Records from a collection:
[Start of section]
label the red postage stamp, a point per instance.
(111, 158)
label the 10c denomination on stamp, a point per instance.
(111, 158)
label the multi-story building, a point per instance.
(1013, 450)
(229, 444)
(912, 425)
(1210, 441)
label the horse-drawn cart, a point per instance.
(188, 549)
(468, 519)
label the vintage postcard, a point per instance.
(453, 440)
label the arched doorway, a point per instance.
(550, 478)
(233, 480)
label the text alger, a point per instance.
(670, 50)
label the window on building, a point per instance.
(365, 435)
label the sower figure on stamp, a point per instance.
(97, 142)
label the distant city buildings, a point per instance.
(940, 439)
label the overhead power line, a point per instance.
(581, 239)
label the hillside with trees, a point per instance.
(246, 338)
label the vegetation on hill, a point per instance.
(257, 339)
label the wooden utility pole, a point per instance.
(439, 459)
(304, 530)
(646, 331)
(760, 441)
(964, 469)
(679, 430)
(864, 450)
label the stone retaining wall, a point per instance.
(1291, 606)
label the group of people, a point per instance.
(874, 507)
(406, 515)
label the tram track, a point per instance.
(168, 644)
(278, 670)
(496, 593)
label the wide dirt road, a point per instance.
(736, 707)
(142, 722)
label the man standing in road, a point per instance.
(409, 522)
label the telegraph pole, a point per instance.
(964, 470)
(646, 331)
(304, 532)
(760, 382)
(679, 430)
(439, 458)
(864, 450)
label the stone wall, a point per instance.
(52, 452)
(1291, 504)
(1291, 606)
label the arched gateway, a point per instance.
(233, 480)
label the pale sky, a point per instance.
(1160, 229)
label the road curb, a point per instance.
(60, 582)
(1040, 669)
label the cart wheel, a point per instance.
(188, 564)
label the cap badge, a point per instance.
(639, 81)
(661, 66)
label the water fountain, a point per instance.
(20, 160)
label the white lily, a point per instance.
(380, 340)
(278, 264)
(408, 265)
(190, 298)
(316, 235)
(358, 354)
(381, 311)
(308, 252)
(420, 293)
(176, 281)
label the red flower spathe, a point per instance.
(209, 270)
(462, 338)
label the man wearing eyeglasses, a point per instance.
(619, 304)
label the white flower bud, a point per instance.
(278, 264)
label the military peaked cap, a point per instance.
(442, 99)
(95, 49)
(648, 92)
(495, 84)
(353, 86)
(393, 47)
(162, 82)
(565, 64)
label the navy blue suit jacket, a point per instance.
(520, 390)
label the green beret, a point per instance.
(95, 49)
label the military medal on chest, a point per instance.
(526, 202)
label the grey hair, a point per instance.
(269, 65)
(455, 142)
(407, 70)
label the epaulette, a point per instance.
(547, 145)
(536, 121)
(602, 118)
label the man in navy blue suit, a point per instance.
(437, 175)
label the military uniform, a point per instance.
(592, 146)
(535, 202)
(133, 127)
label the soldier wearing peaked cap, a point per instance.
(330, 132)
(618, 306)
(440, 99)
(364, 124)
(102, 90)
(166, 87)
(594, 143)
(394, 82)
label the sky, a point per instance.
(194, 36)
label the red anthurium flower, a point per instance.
[End of section]
• _WHAT THE TASK ASKS_
Beginning at the line that holds "label the sky, a point per instance.", reproduce the lines exactly up to and including the final line of the entries.

• _TASK RESULT_
label the sky, a point per instance.
(194, 36)
label the red anthurium flower, a point per instance.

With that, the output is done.